*Aim of the task*:
The line containing "Target: dark suit jacket sleeve" and every line after it, through the last, are to be extracted exactly; no other lines belong in the answer.

*Records*:
[Start]

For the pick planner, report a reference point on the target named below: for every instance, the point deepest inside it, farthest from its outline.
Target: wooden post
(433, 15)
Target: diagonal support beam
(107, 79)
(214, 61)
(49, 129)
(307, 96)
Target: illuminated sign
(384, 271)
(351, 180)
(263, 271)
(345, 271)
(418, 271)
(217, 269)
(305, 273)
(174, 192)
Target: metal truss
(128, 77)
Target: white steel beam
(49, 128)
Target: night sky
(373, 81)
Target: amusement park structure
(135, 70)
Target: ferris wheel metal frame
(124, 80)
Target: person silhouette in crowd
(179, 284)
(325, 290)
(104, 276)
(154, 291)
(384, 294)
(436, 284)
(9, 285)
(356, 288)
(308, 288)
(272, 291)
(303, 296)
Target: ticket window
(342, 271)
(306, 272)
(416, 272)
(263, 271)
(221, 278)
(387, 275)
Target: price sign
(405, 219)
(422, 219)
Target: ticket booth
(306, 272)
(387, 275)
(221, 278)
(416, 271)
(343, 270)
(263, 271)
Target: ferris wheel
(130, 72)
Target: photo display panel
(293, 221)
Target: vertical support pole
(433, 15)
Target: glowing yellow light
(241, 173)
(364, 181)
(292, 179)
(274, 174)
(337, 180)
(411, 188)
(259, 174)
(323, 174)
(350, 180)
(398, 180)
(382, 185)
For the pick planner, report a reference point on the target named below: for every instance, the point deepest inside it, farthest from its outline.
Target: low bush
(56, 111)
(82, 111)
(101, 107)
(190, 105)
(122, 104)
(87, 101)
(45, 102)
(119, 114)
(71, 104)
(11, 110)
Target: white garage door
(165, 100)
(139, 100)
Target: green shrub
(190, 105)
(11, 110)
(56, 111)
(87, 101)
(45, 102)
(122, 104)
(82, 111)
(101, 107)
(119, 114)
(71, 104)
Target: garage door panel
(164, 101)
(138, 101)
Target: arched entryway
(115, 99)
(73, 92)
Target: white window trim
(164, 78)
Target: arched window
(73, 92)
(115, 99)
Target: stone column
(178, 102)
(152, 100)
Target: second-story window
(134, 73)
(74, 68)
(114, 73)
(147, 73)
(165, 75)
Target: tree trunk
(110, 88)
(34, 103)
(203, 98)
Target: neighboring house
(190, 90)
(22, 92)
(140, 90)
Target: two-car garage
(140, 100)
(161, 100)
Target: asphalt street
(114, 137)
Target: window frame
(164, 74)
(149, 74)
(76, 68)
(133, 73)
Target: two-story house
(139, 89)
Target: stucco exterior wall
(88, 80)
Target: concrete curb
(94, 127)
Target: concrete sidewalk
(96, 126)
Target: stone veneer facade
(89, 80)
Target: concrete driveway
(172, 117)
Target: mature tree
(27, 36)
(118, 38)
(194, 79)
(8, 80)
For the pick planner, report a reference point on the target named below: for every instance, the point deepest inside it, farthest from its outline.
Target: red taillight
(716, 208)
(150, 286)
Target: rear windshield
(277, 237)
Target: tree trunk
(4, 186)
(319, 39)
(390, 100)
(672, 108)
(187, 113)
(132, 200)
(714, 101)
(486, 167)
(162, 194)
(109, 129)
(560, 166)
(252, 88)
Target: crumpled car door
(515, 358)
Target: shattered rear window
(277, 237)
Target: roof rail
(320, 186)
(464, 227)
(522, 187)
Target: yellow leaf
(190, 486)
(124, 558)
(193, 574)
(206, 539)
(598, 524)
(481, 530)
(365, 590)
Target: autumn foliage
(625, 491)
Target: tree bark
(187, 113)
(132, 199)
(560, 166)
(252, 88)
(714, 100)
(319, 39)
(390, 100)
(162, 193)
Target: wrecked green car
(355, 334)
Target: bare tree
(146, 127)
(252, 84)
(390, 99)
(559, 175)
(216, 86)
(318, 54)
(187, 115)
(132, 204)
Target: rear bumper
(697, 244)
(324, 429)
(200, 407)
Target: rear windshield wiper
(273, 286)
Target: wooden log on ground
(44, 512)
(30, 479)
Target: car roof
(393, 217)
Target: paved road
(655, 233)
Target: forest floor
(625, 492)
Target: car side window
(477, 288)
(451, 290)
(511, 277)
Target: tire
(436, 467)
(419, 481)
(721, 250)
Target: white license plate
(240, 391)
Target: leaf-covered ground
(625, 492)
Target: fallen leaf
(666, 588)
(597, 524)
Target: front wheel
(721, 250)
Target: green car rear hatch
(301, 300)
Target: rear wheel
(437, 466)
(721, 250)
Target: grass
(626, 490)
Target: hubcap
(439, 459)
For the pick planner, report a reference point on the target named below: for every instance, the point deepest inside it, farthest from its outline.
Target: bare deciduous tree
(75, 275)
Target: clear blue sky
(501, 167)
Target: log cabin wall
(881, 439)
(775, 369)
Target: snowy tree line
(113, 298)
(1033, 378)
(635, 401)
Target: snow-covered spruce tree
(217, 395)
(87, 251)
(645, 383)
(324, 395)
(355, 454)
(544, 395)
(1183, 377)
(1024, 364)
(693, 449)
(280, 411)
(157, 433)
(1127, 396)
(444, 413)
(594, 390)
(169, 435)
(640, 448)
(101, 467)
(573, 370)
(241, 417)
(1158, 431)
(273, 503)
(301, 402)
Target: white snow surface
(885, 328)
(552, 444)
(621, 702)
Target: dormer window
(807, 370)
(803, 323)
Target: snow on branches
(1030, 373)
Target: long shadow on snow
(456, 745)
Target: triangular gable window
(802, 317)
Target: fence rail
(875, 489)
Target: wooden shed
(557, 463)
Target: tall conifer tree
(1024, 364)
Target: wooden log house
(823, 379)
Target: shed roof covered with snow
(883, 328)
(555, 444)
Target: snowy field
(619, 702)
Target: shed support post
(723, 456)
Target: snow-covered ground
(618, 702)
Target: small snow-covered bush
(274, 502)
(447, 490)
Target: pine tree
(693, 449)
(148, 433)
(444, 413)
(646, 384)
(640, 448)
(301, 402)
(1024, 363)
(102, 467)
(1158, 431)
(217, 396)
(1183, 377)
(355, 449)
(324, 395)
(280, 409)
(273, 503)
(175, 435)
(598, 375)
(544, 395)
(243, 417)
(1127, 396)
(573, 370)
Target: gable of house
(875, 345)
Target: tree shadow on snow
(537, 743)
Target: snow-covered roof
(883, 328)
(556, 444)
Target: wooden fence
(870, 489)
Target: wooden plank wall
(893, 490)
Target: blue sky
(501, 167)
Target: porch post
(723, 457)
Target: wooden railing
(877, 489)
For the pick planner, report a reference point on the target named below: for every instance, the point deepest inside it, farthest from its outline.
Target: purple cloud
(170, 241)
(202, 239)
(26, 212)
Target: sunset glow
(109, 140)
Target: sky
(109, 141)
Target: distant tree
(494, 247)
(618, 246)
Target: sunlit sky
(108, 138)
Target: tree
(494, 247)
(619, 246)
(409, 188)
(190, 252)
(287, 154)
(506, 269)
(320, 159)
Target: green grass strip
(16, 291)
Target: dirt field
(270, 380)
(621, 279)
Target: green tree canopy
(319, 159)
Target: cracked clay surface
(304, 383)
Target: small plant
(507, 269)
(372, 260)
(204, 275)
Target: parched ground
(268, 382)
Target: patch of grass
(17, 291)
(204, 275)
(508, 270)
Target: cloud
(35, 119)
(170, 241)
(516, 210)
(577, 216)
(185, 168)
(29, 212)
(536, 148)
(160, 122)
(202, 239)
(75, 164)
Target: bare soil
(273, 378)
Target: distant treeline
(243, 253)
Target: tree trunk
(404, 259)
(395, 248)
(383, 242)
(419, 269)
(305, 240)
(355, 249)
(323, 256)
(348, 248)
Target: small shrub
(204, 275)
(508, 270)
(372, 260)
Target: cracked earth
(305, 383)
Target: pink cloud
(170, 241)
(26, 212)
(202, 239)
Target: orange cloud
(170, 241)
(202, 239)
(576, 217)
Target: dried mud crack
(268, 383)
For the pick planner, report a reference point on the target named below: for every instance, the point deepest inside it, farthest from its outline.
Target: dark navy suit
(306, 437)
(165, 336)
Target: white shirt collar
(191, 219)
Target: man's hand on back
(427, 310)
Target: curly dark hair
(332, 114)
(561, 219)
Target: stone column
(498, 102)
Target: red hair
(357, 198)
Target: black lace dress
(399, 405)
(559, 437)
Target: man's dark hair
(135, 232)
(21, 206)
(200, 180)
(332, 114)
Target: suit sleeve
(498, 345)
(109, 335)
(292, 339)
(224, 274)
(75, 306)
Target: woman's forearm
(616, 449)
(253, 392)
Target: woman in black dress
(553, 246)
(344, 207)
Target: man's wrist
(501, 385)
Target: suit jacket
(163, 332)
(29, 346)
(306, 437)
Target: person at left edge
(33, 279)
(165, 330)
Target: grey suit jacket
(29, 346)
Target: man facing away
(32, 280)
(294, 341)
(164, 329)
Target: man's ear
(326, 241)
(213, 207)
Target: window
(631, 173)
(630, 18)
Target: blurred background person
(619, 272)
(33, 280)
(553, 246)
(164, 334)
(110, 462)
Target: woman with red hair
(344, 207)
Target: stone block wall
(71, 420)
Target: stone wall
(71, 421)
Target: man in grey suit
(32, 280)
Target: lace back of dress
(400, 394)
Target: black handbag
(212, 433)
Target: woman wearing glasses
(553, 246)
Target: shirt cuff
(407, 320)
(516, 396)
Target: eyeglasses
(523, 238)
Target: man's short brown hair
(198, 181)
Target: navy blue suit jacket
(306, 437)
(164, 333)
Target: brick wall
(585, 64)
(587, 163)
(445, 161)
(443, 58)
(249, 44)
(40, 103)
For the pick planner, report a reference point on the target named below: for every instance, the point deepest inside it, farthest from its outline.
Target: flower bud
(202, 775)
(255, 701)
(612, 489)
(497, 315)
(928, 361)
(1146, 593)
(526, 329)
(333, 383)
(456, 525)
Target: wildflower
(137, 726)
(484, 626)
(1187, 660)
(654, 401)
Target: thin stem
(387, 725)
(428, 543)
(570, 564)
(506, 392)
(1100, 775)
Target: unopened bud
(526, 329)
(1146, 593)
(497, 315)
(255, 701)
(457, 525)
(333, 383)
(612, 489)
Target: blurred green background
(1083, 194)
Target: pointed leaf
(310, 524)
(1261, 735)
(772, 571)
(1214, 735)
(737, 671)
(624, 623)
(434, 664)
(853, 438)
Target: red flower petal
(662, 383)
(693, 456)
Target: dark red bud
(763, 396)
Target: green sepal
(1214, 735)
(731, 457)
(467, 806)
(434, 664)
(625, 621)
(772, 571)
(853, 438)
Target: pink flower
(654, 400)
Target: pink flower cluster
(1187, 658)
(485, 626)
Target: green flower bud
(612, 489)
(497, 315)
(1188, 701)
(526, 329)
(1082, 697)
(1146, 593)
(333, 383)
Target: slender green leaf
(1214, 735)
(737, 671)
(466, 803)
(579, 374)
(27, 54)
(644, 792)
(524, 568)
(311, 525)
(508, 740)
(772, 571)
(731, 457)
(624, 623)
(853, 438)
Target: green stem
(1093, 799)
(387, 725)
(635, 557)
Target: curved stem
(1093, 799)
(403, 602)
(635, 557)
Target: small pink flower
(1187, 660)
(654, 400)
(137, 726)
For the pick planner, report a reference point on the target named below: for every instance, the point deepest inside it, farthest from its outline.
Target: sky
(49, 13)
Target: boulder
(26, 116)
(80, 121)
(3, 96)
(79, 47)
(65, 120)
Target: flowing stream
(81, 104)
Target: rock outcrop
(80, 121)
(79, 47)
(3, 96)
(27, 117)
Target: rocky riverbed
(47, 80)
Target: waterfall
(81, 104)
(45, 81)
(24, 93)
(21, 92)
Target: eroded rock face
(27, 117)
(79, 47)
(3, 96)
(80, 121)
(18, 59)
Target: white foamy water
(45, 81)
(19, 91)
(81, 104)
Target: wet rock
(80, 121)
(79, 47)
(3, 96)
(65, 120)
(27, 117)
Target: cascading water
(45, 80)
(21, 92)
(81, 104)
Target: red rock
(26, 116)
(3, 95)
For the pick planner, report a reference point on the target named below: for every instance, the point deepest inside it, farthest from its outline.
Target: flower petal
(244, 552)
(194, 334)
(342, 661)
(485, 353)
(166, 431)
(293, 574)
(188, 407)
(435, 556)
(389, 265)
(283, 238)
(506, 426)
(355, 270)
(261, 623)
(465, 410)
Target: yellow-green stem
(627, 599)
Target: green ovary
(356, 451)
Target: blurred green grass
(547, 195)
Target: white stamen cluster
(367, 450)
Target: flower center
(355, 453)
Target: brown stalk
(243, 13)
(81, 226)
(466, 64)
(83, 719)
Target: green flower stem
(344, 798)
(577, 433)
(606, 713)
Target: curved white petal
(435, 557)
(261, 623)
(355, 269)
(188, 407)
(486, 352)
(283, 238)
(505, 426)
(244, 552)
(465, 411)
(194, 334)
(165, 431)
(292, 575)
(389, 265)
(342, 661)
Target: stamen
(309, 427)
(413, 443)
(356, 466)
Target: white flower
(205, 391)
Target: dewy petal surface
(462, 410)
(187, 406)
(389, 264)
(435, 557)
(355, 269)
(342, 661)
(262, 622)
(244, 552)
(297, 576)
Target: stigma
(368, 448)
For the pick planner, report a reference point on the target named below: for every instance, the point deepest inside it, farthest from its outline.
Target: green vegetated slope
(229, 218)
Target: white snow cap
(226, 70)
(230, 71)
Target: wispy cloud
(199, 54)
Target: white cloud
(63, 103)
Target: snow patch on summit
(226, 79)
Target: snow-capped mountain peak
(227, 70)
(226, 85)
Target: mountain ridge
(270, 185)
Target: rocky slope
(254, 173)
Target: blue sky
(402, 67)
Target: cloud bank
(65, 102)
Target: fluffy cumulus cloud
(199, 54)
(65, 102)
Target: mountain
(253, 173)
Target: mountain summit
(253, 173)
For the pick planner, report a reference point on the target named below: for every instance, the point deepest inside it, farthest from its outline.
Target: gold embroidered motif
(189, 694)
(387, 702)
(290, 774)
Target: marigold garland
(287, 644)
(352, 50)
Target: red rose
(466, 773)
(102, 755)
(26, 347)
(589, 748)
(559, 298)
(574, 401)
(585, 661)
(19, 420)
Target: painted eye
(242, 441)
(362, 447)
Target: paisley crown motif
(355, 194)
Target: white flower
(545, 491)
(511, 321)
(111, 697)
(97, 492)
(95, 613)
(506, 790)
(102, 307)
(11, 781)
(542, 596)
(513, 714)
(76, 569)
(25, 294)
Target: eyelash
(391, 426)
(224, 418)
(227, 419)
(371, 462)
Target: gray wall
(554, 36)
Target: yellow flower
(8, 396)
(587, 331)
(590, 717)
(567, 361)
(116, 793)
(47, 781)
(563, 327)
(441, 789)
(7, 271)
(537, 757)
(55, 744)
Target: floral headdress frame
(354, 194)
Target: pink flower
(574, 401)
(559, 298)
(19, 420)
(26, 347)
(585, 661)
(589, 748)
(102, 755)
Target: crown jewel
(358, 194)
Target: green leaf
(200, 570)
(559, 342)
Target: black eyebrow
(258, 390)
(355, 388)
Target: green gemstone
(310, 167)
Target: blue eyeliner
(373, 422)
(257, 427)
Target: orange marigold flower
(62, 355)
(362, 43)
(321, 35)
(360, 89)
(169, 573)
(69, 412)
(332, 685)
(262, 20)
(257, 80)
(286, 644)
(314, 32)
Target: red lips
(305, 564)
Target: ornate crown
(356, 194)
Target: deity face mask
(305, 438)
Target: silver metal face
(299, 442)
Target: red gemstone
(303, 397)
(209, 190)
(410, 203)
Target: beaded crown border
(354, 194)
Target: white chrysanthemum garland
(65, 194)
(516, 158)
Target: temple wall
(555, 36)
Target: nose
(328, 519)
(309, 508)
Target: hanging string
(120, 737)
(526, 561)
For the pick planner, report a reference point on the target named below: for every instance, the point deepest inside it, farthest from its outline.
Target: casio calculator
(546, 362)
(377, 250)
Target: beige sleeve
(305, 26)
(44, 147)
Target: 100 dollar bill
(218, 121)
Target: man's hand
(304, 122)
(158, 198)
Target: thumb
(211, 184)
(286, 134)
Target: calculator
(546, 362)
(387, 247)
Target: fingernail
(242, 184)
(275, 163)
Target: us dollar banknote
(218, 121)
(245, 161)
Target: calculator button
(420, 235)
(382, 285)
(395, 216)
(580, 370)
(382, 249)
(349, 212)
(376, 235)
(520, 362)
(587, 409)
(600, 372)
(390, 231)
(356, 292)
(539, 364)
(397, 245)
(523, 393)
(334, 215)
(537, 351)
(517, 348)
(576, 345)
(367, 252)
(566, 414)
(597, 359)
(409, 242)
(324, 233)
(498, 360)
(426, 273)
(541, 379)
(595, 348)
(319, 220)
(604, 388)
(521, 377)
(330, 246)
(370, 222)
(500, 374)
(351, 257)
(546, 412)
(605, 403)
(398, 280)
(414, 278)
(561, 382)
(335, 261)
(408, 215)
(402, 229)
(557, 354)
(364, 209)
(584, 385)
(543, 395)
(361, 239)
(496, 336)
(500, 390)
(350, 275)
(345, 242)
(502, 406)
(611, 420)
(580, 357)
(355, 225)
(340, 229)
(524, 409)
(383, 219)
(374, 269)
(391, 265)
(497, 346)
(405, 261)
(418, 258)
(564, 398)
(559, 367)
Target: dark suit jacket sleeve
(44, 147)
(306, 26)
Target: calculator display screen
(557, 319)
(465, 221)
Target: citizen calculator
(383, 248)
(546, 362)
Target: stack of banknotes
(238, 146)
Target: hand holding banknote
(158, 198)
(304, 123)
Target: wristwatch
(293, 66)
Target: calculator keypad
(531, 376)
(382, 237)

[End]

*Final answer*:
Target: dark suit jacket sleeve
(44, 147)
(306, 26)
Target: calculator display screen
(557, 319)
(465, 221)
Target: citizen calculator
(383, 248)
(546, 362)
Target: stack of banknotes
(238, 146)
Target: hand holding banknote
(158, 198)
(304, 123)
Target: wristwatch
(293, 66)
Target: calculator keypad
(531, 376)
(382, 237)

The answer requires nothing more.